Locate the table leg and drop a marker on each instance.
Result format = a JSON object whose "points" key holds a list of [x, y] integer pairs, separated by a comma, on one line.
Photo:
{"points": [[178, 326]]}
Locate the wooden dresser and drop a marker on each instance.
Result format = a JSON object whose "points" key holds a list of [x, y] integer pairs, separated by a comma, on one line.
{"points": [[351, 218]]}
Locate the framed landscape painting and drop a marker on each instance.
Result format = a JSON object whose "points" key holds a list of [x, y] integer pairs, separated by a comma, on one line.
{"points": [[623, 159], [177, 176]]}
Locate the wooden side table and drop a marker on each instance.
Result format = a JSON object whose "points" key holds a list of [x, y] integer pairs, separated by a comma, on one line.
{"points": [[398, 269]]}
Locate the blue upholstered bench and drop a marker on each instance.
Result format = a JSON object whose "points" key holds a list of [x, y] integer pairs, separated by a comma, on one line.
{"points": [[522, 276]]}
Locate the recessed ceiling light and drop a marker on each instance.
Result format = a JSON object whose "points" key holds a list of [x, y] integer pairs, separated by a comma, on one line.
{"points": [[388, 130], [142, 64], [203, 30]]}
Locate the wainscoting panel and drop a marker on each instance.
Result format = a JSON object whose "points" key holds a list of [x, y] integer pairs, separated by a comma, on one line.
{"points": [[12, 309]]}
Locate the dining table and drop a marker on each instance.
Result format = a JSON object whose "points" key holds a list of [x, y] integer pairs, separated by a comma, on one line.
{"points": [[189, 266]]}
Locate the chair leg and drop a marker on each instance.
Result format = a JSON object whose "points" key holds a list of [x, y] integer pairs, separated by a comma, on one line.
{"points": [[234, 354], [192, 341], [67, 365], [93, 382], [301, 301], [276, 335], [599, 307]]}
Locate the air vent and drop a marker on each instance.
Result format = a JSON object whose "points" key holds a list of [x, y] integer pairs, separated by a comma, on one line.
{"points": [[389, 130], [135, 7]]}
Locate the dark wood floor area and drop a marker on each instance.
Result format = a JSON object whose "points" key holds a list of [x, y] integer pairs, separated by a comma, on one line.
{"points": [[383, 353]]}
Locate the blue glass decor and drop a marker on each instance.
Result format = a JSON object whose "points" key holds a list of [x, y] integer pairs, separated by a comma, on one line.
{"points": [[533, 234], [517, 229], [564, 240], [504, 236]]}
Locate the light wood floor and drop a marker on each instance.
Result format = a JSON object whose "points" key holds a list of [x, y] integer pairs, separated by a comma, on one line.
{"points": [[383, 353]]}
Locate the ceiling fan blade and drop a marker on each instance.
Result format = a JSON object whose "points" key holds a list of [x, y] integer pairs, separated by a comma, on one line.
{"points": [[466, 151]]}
□ □ □ □ □
◆ Work required:
Starting at the line that contains "Locate the dark", repeat each line exactly through the last one in the listing. Include both of those lines and nothing more.

◆ Complete response:
Locate the dark wood floor area and drop a marker on each instance.
Result format = a JSON object whose "points" key holds a list of [x, y] integer pairs, separated by a comma, on one line.
{"points": [[383, 353]]}
Locate the blue glass decor and drop a marker on each instance.
Result format = a JSON object whose "points" key holds a list of [x, y] integer pairs, separated by a comma, on one line.
{"points": [[533, 234], [517, 229], [564, 240], [504, 236]]}
Locate the light wood floor and drop a marker on each instance.
Result format = a JSON object whose "points" key holds a list of [x, y] integer pairs, separated by a comma, on one line.
{"points": [[383, 353]]}
Locate the ceiling fan blade and drop a marker on each instance.
Result format = a JSON object whose "points" key holds a list of [x, y] integer pairs, separated by a comma, on one line.
{"points": [[466, 151]]}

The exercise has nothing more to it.